- **Exercise description**:
The pictures in the data below are to be omitted; all else must be duplicated exactly.

- **Records provided**:
◆ ◆ ◆ ◆ ◆ ◆ ◆

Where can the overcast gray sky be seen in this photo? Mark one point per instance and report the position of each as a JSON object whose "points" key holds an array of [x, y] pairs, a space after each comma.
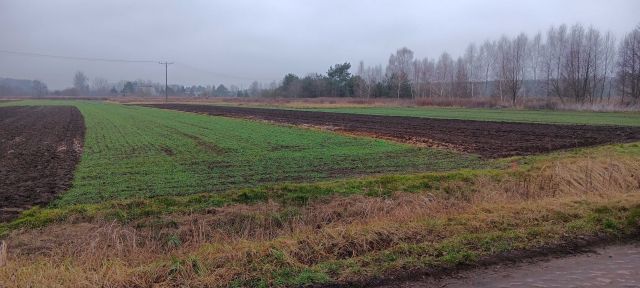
{"points": [[263, 40]]}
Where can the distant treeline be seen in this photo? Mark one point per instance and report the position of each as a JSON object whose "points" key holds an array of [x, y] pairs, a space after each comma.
{"points": [[574, 63]]}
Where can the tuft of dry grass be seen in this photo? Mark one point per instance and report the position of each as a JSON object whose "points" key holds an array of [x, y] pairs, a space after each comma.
{"points": [[336, 239]]}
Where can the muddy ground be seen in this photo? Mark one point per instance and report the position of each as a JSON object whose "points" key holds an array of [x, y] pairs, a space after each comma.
{"points": [[39, 149], [489, 139]]}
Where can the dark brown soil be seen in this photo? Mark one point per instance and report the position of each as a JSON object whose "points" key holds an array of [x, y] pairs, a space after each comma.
{"points": [[489, 139], [39, 149]]}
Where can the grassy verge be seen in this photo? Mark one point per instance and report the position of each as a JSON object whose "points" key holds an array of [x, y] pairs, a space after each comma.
{"points": [[347, 231]]}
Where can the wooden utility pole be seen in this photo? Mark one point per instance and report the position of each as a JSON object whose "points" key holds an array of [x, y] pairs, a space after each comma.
{"points": [[166, 84]]}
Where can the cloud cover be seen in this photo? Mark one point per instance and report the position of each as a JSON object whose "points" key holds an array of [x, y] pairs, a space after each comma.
{"points": [[235, 42]]}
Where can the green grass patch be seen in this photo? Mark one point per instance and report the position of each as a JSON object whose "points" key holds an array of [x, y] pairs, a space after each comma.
{"points": [[140, 152]]}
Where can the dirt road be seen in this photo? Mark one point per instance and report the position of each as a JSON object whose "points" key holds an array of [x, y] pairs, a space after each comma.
{"points": [[616, 266]]}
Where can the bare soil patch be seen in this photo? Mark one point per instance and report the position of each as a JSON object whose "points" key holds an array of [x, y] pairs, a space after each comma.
{"points": [[39, 149], [489, 139]]}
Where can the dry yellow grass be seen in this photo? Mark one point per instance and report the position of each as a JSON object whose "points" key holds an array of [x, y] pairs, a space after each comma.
{"points": [[241, 243]]}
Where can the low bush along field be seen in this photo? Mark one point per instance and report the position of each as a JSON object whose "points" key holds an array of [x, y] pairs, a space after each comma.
{"points": [[141, 152], [508, 115], [342, 231]]}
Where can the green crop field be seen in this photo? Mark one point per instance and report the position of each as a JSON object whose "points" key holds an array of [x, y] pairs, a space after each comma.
{"points": [[509, 115], [132, 151]]}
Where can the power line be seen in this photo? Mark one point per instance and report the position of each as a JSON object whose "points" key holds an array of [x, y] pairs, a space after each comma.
{"points": [[166, 81], [114, 60], [75, 58]]}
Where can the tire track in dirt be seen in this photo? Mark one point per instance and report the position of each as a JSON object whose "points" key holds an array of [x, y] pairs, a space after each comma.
{"points": [[39, 149], [489, 139]]}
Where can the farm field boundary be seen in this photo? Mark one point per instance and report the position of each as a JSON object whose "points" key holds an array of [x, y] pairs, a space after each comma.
{"points": [[39, 149], [490, 139]]}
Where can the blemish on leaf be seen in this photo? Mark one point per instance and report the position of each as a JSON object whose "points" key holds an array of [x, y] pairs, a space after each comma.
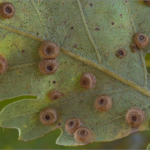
{"points": [[7, 10], [103, 103], [49, 49], [135, 117], [48, 116], [55, 95], [48, 66], [147, 2], [75, 46], [90, 4], [54, 82], [83, 135], [59, 124], [3, 65], [112, 23], [72, 125], [121, 53], [133, 47], [87, 81], [141, 40], [22, 51], [97, 29]]}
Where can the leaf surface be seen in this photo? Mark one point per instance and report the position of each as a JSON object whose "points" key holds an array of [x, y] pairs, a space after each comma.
{"points": [[89, 36]]}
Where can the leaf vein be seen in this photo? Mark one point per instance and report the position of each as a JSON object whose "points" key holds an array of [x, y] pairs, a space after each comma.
{"points": [[38, 13], [87, 30]]}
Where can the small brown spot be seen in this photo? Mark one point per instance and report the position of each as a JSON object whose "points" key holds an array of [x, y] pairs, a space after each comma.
{"points": [[88, 80], [121, 53], [48, 66], [135, 117], [133, 47], [83, 135], [59, 124], [3, 65], [103, 103], [49, 49], [7, 10], [48, 116], [72, 125], [54, 82], [147, 2], [112, 23], [141, 40], [75, 46], [55, 95], [97, 29], [22, 51], [90, 4]]}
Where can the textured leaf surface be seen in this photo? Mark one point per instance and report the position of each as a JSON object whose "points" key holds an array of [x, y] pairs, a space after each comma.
{"points": [[89, 37]]}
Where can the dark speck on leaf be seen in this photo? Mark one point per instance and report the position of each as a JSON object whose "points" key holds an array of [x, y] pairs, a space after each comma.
{"points": [[22, 51], [75, 46], [91, 4], [97, 29]]}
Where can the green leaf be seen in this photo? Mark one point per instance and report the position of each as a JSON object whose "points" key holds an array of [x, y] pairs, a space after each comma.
{"points": [[89, 37]]}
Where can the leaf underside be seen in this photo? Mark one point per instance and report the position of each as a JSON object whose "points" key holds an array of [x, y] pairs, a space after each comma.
{"points": [[89, 37]]}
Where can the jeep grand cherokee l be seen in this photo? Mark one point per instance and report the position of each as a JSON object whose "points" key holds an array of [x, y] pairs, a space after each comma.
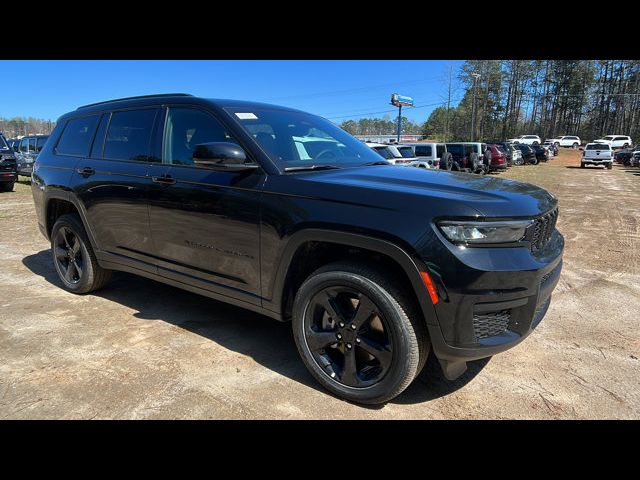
{"points": [[374, 265]]}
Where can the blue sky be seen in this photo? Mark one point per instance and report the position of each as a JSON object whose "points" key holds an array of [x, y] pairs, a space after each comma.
{"points": [[336, 89]]}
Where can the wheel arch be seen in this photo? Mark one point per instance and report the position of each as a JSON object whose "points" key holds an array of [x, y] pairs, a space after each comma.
{"points": [[59, 203], [405, 264]]}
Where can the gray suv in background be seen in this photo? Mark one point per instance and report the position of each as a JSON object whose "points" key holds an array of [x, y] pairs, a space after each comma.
{"points": [[28, 151]]}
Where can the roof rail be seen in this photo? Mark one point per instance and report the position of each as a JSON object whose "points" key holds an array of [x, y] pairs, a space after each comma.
{"points": [[139, 96]]}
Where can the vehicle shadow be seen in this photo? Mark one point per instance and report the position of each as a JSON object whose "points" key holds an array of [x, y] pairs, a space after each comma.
{"points": [[267, 341], [592, 167], [431, 383]]}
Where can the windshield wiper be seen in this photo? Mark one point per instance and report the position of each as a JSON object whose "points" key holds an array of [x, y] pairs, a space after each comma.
{"points": [[303, 168], [377, 162]]}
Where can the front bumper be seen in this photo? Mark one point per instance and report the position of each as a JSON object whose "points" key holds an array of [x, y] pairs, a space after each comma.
{"points": [[596, 162], [7, 177], [496, 299]]}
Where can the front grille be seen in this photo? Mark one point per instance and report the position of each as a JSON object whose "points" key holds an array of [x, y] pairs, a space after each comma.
{"points": [[491, 324], [540, 232]]}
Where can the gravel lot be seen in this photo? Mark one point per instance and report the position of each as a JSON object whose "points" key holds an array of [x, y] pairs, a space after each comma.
{"points": [[140, 349]]}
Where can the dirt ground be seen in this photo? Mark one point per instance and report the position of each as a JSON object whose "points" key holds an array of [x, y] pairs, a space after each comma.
{"points": [[140, 349]]}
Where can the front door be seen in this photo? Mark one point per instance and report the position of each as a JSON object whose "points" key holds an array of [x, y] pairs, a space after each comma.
{"points": [[204, 223]]}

◆ ◆ ◆ ◆ ◆ ◆ ◆

- **Your solution**:
Where can the overcast gray sky be seen in this photo? Mark one point per instance and report the position of each as a JSON object whose "points" key holds an array of [x, y] pairs, a space after each comma.
{"points": [[263, 40]]}
Where can the distant treeline be seen in this photo? Mark one point per instance and report the position of each as a JSON object whose "points" key holds an array of [x, y] pairs, a space after each comma.
{"points": [[574, 63]]}
Where can the tuft of dry grass be seen in this photo? Mark one point per instance and report the position of each as a JSON object whose "points" key holds an array of [x, y] pairs, a space after each comma.
{"points": [[336, 239]]}
Where can the muddy ground be seen in this photo? Mark one point per instance and report the position of each as a JSON object whose "points" key holds an array of [x, y] pairs, a space after each comma.
{"points": [[39, 149], [489, 139]]}
Where can the dark brown soil be seen in this photo? Mark one point per instance and report the position of each as a JSON object whose "points" key holds an array of [x, y] pairs, a space after each comma.
{"points": [[489, 139], [39, 149]]}
Where can the grassy verge be seen in this photo? Mark one point per instance and report the position of each as a JSON object whose "points" key holds an array of [x, y] pairs, a space after each comma.
{"points": [[347, 231]]}
Where can the wooden utility pole be seen in this photo? Mark one point per instance and report the position of each as a JSON object whose "points" key holds an array of [x, y] pairs, a space after each comma.
{"points": [[166, 84]]}
Where can the cloud cover be seen in this photo? Mark one point per instance and report the position of each as a JSON object whose "points" key holds an array of [x, y] pairs, a space after each comma.
{"points": [[235, 42]]}
Where can the green grass patch be seen in this photo? Mark one point per instance and report the position of each as a JSON object whose "points" key holds an array of [x, y] pairs, a space after each comma.
{"points": [[140, 152]]}
Where can the dirt road be seen in this photo? Mark one point per instance and report the position of each as a JSON object whose "points" key holds an array of [x, y] pairs, a space after each comma.
{"points": [[616, 266]]}
Where can the bare soil patch be seen in this photo? Mark one point per instance and report the position of each as a JSON object whose "points" key holds an array of [x, y] pairs, a space after each comma.
{"points": [[39, 149], [489, 139]]}
Where can the dry yellow grass be seen in this photo? Mark one point per instance and report the position of each as a JSON object whose "points" key holds an array of [x, y] pairs, a space after each comma.
{"points": [[241, 243]]}
Where can the low bush along field be seen in this photo? Mark one point per instance and report the position of each as a JSON object whose "points" key holds an array of [x, y] pairs, a space after each comma.
{"points": [[141, 152], [508, 115], [342, 231]]}
Where can the green crop field be seen in this photo? Mark one point per instance and report the position of each as a JSON object whose "points" key holds an array of [x, y] pairs, a space after each comma.
{"points": [[509, 115], [132, 151]]}
Where can the power line be seen in this photo? Mark one point per instance and report the position of each as a JSON object whose "points" key holds an array of [x, y] pairs, a space after each comma.
{"points": [[166, 81], [114, 60], [75, 58]]}
Where can the tire track in dirt be seen in this photo? Mark one point per instance and report the position of each as a JSON object whose "points" key holds an array of [x, y] pairs, a space after each comma.
{"points": [[39, 149], [489, 139]]}
Where can the farm field boundary be seen in this photo? Mark one point per instance and report the position of each as a JSON object whose "points" key holds an array of [x, y] pairs, a space after each comma.
{"points": [[39, 149], [490, 139]]}
Where can the blemish on leaf be seen in this photo? Mark one point per instance and report the position of each as a JSON object whose "points" key holds an array of [x, y] pairs, a space after each comma.
{"points": [[7, 10], [103, 103], [49, 49], [135, 117], [48, 116], [55, 95], [48, 66], [147, 2], [75, 46], [90, 4], [54, 82], [83, 135], [59, 124], [3, 65], [112, 23], [72, 125], [121, 53], [133, 47], [87, 81], [141, 40], [22, 51], [97, 29]]}
Where can the leaf surface be seen in this photo? Mark one point per instance and report the position of each as a JSON object whose "points" key holds an array of [x, y] pairs, a space after each comma.
{"points": [[89, 36]]}
Where can the leaf vein be seen in this photo? Mark one point per instance and report the position of each as a JSON object whose "points" key holds an array of [x, y] pairs, a space after each comma.
{"points": [[38, 13], [87, 30]]}
Where can the small brown spot be seen in this photo? Mark one point per instance and report the position of each as a JSON object whose "points" key holds an array of [x, y] pairs, a space after each comma.
{"points": [[88, 80], [121, 53], [48, 66], [135, 117], [133, 47], [83, 135], [59, 124], [3, 65], [103, 103], [49, 49], [7, 10], [48, 116], [72, 125], [54, 82], [147, 2], [112, 23], [141, 40], [75, 46], [55, 95], [97, 29], [22, 51], [90, 4]]}
Where can the textured leaf surface be seen in this photo? Mark one point per instance and report the position of each as a JSON object whose "points" key holds an array of [x, y] pairs, a space after each comma.
{"points": [[89, 37]]}
Where can the dark speck on leaf be seen in this photo? Mark one point per instance and report the position of each as a JSON object whose "points" key holds an array of [x, y] pairs, a space after each comma.
{"points": [[22, 51], [75, 46], [91, 4], [97, 29]]}
Where can the green leaf be seen in this photo? Mark one point per instance and report the position of each as a JSON object whose "points" key holds an array of [x, y] pairs, a space after each comma.
{"points": [[89, 37]]}
Where can the leaf underside be seen in this photo? Mark one point per instance and report the position of each as a JSON object whose "points" key holds an array of [x, y] pairs, a space after each comma.
{"points": [[89, 37]]}
Where can the jeep grand cherokee l be seen in this photo? Mark one point per instance and report the position of each as a JSON object whose "points" key holds an array of [x, y] pairs, a space after each comma.
{"points": [[374, 265]]}
Where can the blue sky be seen in this photo? Mark one point per instance and report the position of each as a JSON object whose "points" key holds an array of [x, y] pairs, a space after each comma.
{"points": [[336, 89]]}
Where can the wheel arch be seen in this photo? Mark one point per instance and report the position of each as a JSON object whose "points" key holds an array of [x, y] pairs, a space after each comma.
{"points": [[59, 203], [405, 264]]}
Where can the gray suv in background be seen in this photo? Mark one point per instance and report the position of each as a JSON object whose "points" key holds an array of [x, y] pairs, a space after each comma.
{"points": [[28, 151]]}
Where can the roof rail be seen in this photo? Mark one point per instance and report the position of each as a JSON object whose "points" key holds an array of [x, y] pairs, a space after each comma.
{"points": [[139, 96]]}
Where can the vehicle shadow be seen in this photo? Mark one point per instance and report the position of each as a JSON object whose "points" key holds an array of [x, y] pairs, a space after each comma.
{"points": [[267, 341], [592, 167], [431, 383]]}
Where can the windshield wiper be seen in this photo? Mark one point per instance and report the position of each as a JSON object whose "points" key holds an array of [x, y] pairs, a space after each comma.
{"points": [[303, 168], [377, 162]]}
Where can the front bumper be seen in this photo? Mark one point per instance and report the position of each as a JSON object whose "points" key holds an array of [x, y] pairs, a space after each comma.
{"points": [[596, 162], [7, 177], [496, 299]]}
Where can the front grille be seen in this photo? Mark one point per instance and report the position of each as a JSON object whose "points" key holds an array of [x, y] pairs, a space after each comma.
{"points": [[491, 324], [540, 232]]}
Where can the gravel lot be seen in this photo? Mark one point per instance and report the position of each as a JSON object whose "points" key holds an array of [x, y] pairs, a space after each comma.
{"points": [[140, 349]]}
Where can the dirt ground be seen in this photo? Mark one point per instance and report the position of each as a JSON object whose "points" key holds an array of [x, y] pairs, a space after each comma.
{"points": [[140, 349]]}
Where can the front door be seen in this photo? Mark one point per instance and report the position of each as a JSON object whose "points" key holds an array of [x, y] pairs, a space after each comma.
{"points": [[204, 223]]}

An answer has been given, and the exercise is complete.